Omit every picture and write out the rest of the records exactly.

START Data for processing

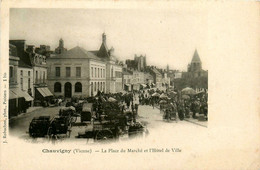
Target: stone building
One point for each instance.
(37, 62)
(17, 98)
(113, 67)
(127, 80)
(139, 63)
(195, 67)
(157, 76)
(60, 49)
(76, 72)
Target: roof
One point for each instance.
(77, 52)
(103, 51)
(156, 71)
(127, 72)
(23, 64)
(195, 57)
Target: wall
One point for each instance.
(72, 63)
(25, 78)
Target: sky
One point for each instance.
(165, 36)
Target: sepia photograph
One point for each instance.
(129, 85)
(84, 74)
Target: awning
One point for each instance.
(45, 92)
(17, 93)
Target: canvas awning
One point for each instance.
(17, 93)
(45, 92)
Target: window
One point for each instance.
(40, 76)
(21, 82)
(44, 77)
(11, 72)
(78, 71)
(57, 87)
(67, 71)
(29, 83)
(78, 87)
(118, 74)
(57, 71)
(36, 77)
(91, 88)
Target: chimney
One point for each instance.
(111, 51)
(104, 37)
(20, 46)
(30, 49)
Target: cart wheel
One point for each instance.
(104, 135)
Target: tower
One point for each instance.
(196, 64)
(104, 38)
(61, 43)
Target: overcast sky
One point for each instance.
(165, 36)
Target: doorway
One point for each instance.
(68, 90)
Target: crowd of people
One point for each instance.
(173, 104)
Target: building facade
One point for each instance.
(76, 73)
(29, 58)
(81, 73)
(18, 99)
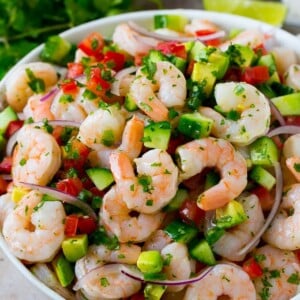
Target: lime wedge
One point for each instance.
(267, 11)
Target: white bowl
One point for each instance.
(145, 18)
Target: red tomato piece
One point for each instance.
(252, 268)
(13, 126)
(117, 60)
(190, 212)
(92, 45)
(71, 225)
(71, 186)
(5, 165)
(75, 70)
(255, 75)
(173, 48)
(86, 225)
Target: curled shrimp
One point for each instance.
(107, 282)
(131, 41)
(116, 218)
(292, 76)
(196, 155)
(36, 158)
(18, 87)
(254, 109)
(283, 264)
(166, 89)
(283, 232)
(236, 238)
(178, 266)
(103, 128)
(223, 280)
(34, 230)
(99, 255)
(155, 185)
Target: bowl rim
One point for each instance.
(95, 25)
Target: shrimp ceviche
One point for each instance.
(159, 164)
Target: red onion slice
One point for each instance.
(137, 275)
(183, 39)
(61, 196)
(115, 87)
(49, 94)
(287, 129)
(278, 195)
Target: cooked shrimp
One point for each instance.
(34, 230)
(278, 267)
(37, 156)
(157, 241)
(223, 280)
(178, 266)
(198, 25)
(99, 255)
(249, 37)
(283, 232)
(103, 128)
(166, 89)
(18, 88)
(132, 42)
(284, 58)
(210, 152)
(255, 112)
(6, 206)
(292, 77)
(116, 217)
(155, 185)
(233, 240)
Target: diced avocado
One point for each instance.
(240, 55)
(101, 177)
(262, 177)
(157, 135)
(6, 116)
(173, 22)
(288, 105)
(63, 270)
(154, 291)
(264, 152)
(177, 200)
(181, 232)
(230, 215)
(201, 251)
(18, 193)
(150, 261)
(205, 73)
(75, 247)
(56, 49)
(194, 125)
(214, 234)
(129, 103)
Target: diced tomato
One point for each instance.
(69, 86)
(173, 48)
(92, 45)
(86, 225)
(13, 126)
(71, 186)
(5, 165)
(71, 225)
(265, 197)
(117, 60)
(3, 186)
(255, 75)
(75, 70)
(191, 213)
(252, 267)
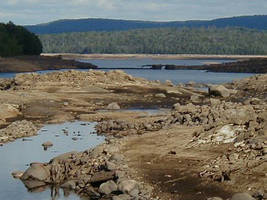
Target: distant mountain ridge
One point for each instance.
(258, 22)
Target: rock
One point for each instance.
(122, 197)
(176, 106)
(116, 157)
(63, 157)
(169, 83)
(102, 176)
(32, 184)
(240, 116)
(37, 171)
(71, 185)
(129, 187)
(226, 134)
(111, 166)
(113, 106)
(19, 129)
(108, 187)
(47, 144)
(9, 111)
(160, 95)
(215, 198)
(219, 90)
(17, 174)
(242, 196)
(195, 98)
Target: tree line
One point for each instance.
(16, 40)
(160, 41)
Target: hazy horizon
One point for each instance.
(30, 12)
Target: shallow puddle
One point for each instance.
(71, 136)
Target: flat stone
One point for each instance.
(17, 174)
(242, 196)
(108, 187)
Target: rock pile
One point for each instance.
(243, 126)
(77, 78)
(123, 128)
(96, 173)
(17, 129)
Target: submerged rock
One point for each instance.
(108, 187)
(17, 174)
(113, 106)
(219, 90)
(242, 196)
(38, 172)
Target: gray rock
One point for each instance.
(122, 197)
(219, 90)
(215, 198)
(31, 184)
(116, 157)
(69, 185)
(37, 171)
(242, 196)
(111, 166)
(17, 174)
(47, 144)
(108, 187)
(113, 106)
(160, 95)
(129, 187)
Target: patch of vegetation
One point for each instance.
(210, 40)
(16, 40)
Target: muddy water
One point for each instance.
(19, 154)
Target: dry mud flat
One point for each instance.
(208, 145)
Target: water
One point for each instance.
(176, 76)
(138, 63)
(17, 155)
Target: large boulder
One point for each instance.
(129, 187)
(113, 106)
(108, 187)
(9, 111)
(219, 90)
(38, 172)
(242, 196)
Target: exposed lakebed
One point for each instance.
(134, 68)
(70, 136)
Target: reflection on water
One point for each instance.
(19, 154)
(176, 76)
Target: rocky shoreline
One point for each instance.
(258, 65)
(216, 139)
(39, 63)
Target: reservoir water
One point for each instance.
(176, 76)
(19, 154)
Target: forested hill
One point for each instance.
(16, 40)
(258, 22)
(160, 41)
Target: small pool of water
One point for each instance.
(66, 137)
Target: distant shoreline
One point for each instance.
(152, 56)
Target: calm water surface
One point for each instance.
(17, 155)
(176, 76)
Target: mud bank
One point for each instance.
(210, 144)
(40, 63)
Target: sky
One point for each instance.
(26, 12)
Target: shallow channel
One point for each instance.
(17, 155)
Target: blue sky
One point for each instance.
(40, 11)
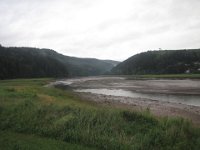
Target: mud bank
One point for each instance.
(159, 108)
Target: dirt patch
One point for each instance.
(159, 108)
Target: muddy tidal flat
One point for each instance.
(164, 97)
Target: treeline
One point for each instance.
(161, 62)
(24, 62)
(28, 63)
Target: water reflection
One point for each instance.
(193, 100)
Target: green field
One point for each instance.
(35, 117)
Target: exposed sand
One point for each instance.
(159, 108)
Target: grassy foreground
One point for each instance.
(36, 117)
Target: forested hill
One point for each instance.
(161, 62)
(23, 62)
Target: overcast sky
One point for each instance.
(104, 29)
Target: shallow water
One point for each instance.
(193, 100)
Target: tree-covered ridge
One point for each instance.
(161, 62)
(24, 62)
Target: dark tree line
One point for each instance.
(28, 63)
(161, 62)
(24, 62)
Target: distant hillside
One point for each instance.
(24, 62)
(161, 62)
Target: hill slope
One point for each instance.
(161, 62)
(23, 62)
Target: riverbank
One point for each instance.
(33, 115)
(154, 94)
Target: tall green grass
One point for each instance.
(29, 108)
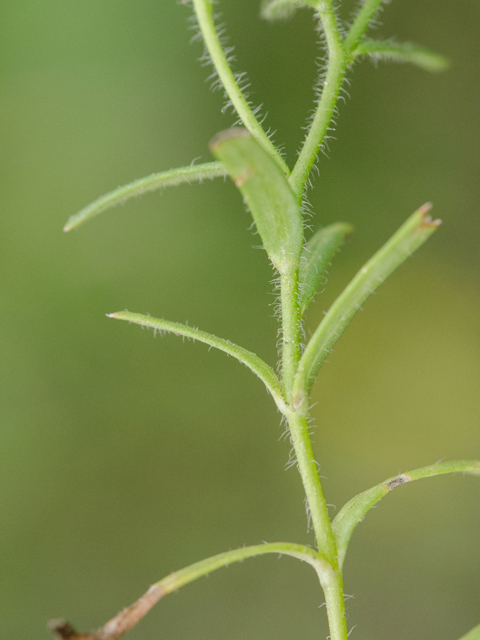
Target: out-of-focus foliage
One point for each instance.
(125, 457)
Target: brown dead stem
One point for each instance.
(117, 626)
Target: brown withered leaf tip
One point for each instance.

END Data for processing

→ Task answer
Target: stone building
One point for each instance.
(37, 62)
(17, 98)
(113, 67)
(127, 80)
(139, 63)
(195, 67)
(157, 76)
(60, 49)
(76, 72)
Target: roof
One point for each instance.
(77, 52)
(103, 51)
(156, 71)
(127, 72)
(23, 64)
(195, 57)
Target: wall
One point for each instance.
(72, 63)
(25, 78)
Target: sky
One point for each instance.
(165, 36)
Target: sepia photograph
One point for each instance.
(129, 85)
(84, 74)
Target: awning
One point for each instance.
(45, 92)
(17, 93)
Target: canvas awning
One point for each instance.
(17, 93)
(45, 92)
Target: window
One point for each instance.
(40, 76)
(21, 82)
(44, 77)
(11, 72)
(78, 71)
(57, 87)
(67, 71)
(29, 83)
(78, 87)
(118, 74)
(57, 71)
(36, 77)
(91, 88)
Target: chimney
One point for each instance.
(111, 51)
(104, 37)
(20, 46)
(30, 49)
Target: cart wheel
One point for each instance.
(104, 135)
Target: tower
One point for each instance.
(196, 64)
(104, 38)
(61, 43)
Target: overcast sky
One point for each instance.
(165, 36)
Target: doorway
One point for each instance.
(68, 90)
Target: crowd of people
One point for each instance.
(173, 104)
Target: building facade
One point for each instance.
(76, 73)
(29, 58)
(81, 73)
(18, 99)
Target: lime wedge
One point for each instance.
(267, 11)
Target: white bowl
One point for each instance.
(145, 18)
Target: red tomato piece
One point for each instance.
(252, 268)
(13, 126)
(117, 60)
(190, 212)
(92, 45)
(71, 225)
(71, 186)
(5, 165)
(75, 70)
(255, 75)
(173, 48)
(86, 225)
Target: curled shrimp
One point for each instance.
(107, 282)
(131, 41)
(116, 218)
(292, 76)
(196, 155)
(36, 158)
(18, 87)
(254, 109)
(283, 264)
(166, 89)
(283, 232)
(236, 238)
(178, 266)
(103, 128)
(223, 280)
(34, 230)
(99, 255)
(155, 185)
Target: bowl rim
One point for each instance.
(95, 25)
Target: shrimp ceviche
One point for each instance.
(159, 164)
Target: red onion slice
One point for each instance.
(137, 275)
(183, 39)
(61, 196)
(115, 87)
(49, 94)
(287, 129)
(278, 195)
Target: cooked shrimp
One point for each instance.
(34, 230)
(278, 267)
(37, 156)
(157, 241)
(223, 280)
(178, 266)
(198, 25)
(99, 255)
(249, 37)
(283, 232)
(103, 128)
(166, 89)
(18, 88)
(132, 42)
(284, 58)
(210, 152)
(255, 112)
(6, 206)
(292, 77)
(116, 217)
(155, 185)
(233, 240)
Target: diced avocado
One point for each instance.
(240, 55)
(101, 177)
(262, 177)
(157, 135)
(6, 116)
(173, 22)
(288, 105)
(63, 270)
(154, 291)
(264, 152)
(177, 200)
(181, 232)
(230, 215)
(201, 251)
(18, 193)
(150, 261)
(205, 73)
(75, 247)
(56, 49)
(194, 125)
(214, 234)
(129, 103)
Target: diced tomato
One point for each instance.
(69, 86)
(173, 48)
(92, 45)
(86, 225)
(13, 126)
(71, 186)
(5, 165)
(71, 225)
(265, 197)
(117, 60)
(3, 186)
(255, 75)
(75, 70)
(191, 213)
(252, 267)
Target: distant mountain ridge
One point for each instance.
(258, 22)
Target: rock
One point for each instance.
(122, 197)
(176, 106)
(116, 157)
(63, 157)
(169, 83)
(102, 176)
(32, 184)
(240, 116)
(37, 171)
(71, 185)
(129, 187)
(226, 134)
(111, 166)
(113, 106)
(19, 129)
(108, 187)
(47, 144)
(9, 111)
(160, 95)
(215, 198)
(219, 90)
(17, 174)
(242, 196)
(195, 98)
Target: tree line
One point for each instance.
(16, 40)
(160, 41)
Target: hazy horizon
One point for each instance.
(30, 12)
Target: shallow puddle
One point for each instance.
(71, 136)
Target: flat stone
One point for each instance.
(17, 174)
(242, 196)
(108, 187)
Target: rock pile
One point for each instance.
(243, 126)
(77, 78)
(123, 128)
(96, 173)
(17, 129)
Target: submerged rock
One point for each instance.
(108, 187)
(17, 174)
(113, 106)
(219, 90)
(242, 196)
(38, 172)
Target: gray rock
One point for each instance.
(122, 197)
(219, 90)
(215, 198)
(31, 184)
(116, 157)
(69, 185)
(37, 171)
(242, 196)
(111, 166)
(17, 174)
(47, 144)
(108, 187)
(113, 106)
(160, 95)
(129, 187)
Target: patch of vegetation
One point for each instance.
(210, 40)
(16, 40)
Target: muddy water
One point for each instance.
(19, 154)
Target: dry mud flat
One point for each instance.
(208, 145)
Target: water
One point for each instance.
(176, 76)
(138, 63)
(17, 155)
Target: large boulder
One point for each instance.
(129, 187)
(113, 106)
(108, 187)
(9, 111)
(219, 90)
(38, 172)
(242, 196)
Target: exposed lakebed
One point for each instance.
(134, 68)
(70, 136)
Target: reflection on water
One point for each instance.
(19, 154)
(176, 76)
Target: rocky shoreline
One point for each instance.
(258, 65)
(216, 139)
(39, 63)
Target: reservoir water
One point for each instance.
(176, 76)
(19, 154)
Target: forested hill
One point for each instance.
(16, 40)
(258, 22)
(160, 41)
Target: small pool of water
One point for each instance.
(66, 137)
Target: distant shoreline
One point for each instance.
(152, 56)
Target: calm water surface
One point for each instance.
(17, 155)
(176, 76)
Target: mud bank
One point for each instance.
(210, 144)
(40, 63)
Target: sky
One point for each instance.
(26, 12)
Target: shallow channel
One point for each instance.
(17, 155)
Target: blue sky
One point for each instance.
(40, 11)
Target: mud bank
One point for each instance.
(159, 108)
Target: dirt patch
One point for each instance.
(159, 108)
Target: muddy tidal flat
One point for each instance.
(164, 97)
Target: treeline
One point for each instance.
(161, 62)
(24, 62)
(28, 63)
Target: water reflection
One point for each instance.
(193, 100)
Target: green field
One point for each instance.
(35, 117)
Target: exposed sand
One point for each instance.
(159, 108)
Target: grassy foreground
One point for each instance.
(36, 117)
Target: forested hill
One point for each instance.
(161, 62)
(23, 62)
Target: overcast sky
One point for each instance.
(104, 29)
Target: shallow water
One point for each instance.
(193, 100)
Target: tree-covered ridge
One point for each instance.
(161, 62)
(24, 62)
Target: dark tree line
One point for each instance.
(28, 63)
(161, 62)
(24, 62)
Target: distant hillside
One point for each instance.
(24, 62)
(161, 62)
Target: hill slope
One point for each instance.
(161, 62)
(23, 62)
Target: riverbank
One point for each instance.
(33, 115)
(154, 94)
Target: tall green grass
One point for each instance.
(29, 108)
Target: out-of-focus foliage
One point for each instance.
(125, 457)
Target: brown dead stem
One point for each instance.
(117, 626)
Target: brown withered leaf tip
One point for each instance.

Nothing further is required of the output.